Chapter 27 of 37 · 3137 words · ~16 min read

CHAPTER VIII

CAPITAL

§1. _A Reference to Marx_. Interest is the price paid simply for the use of capital. But what is capital, and in what does its use consist? What claim has it to be regarded as an independent factor of production? Our very familiarity with the term, our habit of employing it with the rich looseness of every-day life is an obstacle to the clearness of thought, which is again essential. We recognize, most of us, clearly enough that capital, although we reckon it in terms of money, consists, like income, of real things; factories, machinery, materials and the like. It is quite obvious that these things are of use, are, indeed, indispensable for production; what more natural than that capital should command a price? It almost seems as though we might pass, without further ado, to a detailed discussion of the forces which determine the amount of this price.

But this account does not bring out the essential point as brief reference to a very famous controversy will show. Some ingenious writers in the last century, the most notable of whom was Karl Marx, set out to prove that, in our modern society, workpeople are "exploited," robbed of the "whole produce of their labor," to the full extent of the return which accrues to capital. The argument was exceedingly complex in detail; but it boils down to this: The factories and machinery which are admittedly essential to production were themselves produced in exactly the same way as consumable goods. They were produced by labor, working with the assistance of nature, and, again, if you choose, of capital in the form of further factories, machinery, etc. But these further capital goods can in their turn be regarded as the product of labor, nature and capital; and so we can proceed until it seems as though the element of capital must disappear in the last analysis, as though labor and nature were the sole ultimate agents of production, and the reward of capital represented no more than the exercise of the exploiter's power. In one form or another this argument still dominates the minds of a large proportion of the so-called "rebels" against the existing social order.

If we are to meet this argument, if, which is perhaps more important, we are to understand the true nature of capital, we cannot rest content with saying that it consists of factories and machinery, and that these are essential to the worker. Just as it was well to get behind the money terms, in which we often think of capital, to the real goods; so we have now to get behind the real goods to something else. What this something else is, the first chapter may have already done something to reveal.

EXTRACTED DATA:
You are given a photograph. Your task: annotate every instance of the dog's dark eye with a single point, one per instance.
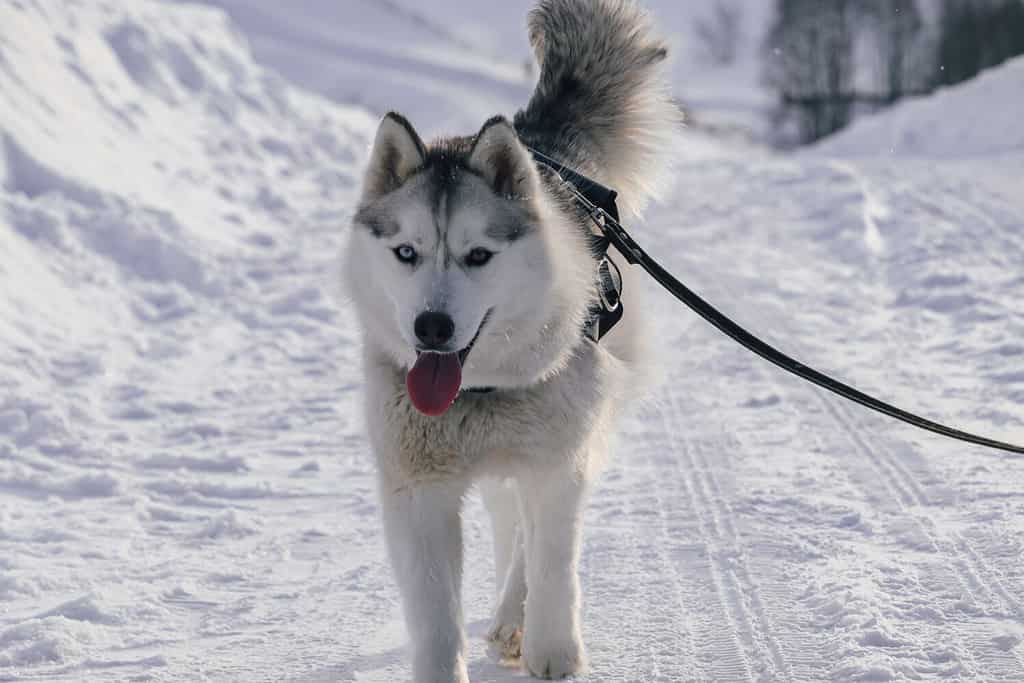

...

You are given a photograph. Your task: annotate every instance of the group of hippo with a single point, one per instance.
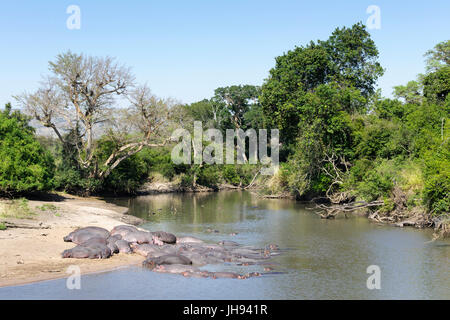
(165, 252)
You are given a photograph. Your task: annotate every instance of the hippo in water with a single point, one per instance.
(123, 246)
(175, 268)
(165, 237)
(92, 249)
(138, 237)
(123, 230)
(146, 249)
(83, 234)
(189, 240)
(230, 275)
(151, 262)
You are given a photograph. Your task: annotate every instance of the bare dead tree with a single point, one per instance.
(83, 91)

WHAT THIS EXERCISE ASKS:
a - Pick out each line in the listing that contains the word "photograph", and copy those lines.
b - Continue the chapter on capital from its last sentence onward.

EXPECTED RESULTS:
a -
You are given a photograph. Your task: annotate every instance of the dog's dark eye with a single point, one per instance.
You are given a photograph. Your task: annotate every instance of the group of hippo with a single point, one per instance.
You are given a photograph. Your task: annotate every instance of the hippo in water with a single point, one per instance.
You are given a photograph. Your task: annotate every instance of the bare dead tree with a single point, one per instance.

b -
§2. _Waiting for Production_. Between production and consumption there is an interval of time. All productive processes take time to accomplish. The farmer must plow the soil and sow the seed months before he can reap the harvest which will reward him for his efforts. Meanwhile, he must live, and in order that he may live he must consume. If he employs laborers he must pay them wages, that they too may consume and live. For both purposes he requires purchasing power, which represents of course command over real things; and if he has not sufficient purchasing power of his own, he must borrow from someone else who has. In either case it is not enough that the farmer and his laborers should work; no less essential is it that someone should _wait_. The farmer must wait till he has sold his crops, both for the reward of his own labor and for the repayment of the wages he advances in the meantime to his laborers. Or, if he cannot afford to wait, and borrows in anticipation of the harvest, then the lender must wait, until the farmer, having sold his crop, is able to repay him. Thus the period of time involved in all production gives rise to a demand for _waiting_, which someone or other must supply, if the production is to take place. It is this waiting which is the essential reality underlying the phenomena of capital and interest. It is really this which constitutes an independent factor of production, distinct from labor and nature, and equally necessary.

§3. _Waiting for Consumption_. But let us carry the argument a step further. After the farmer has sold his crops, there are many stages through which they must pass, at each of which more waiting is required, before they reach the ultimate consumer. But then the waiting is at an end.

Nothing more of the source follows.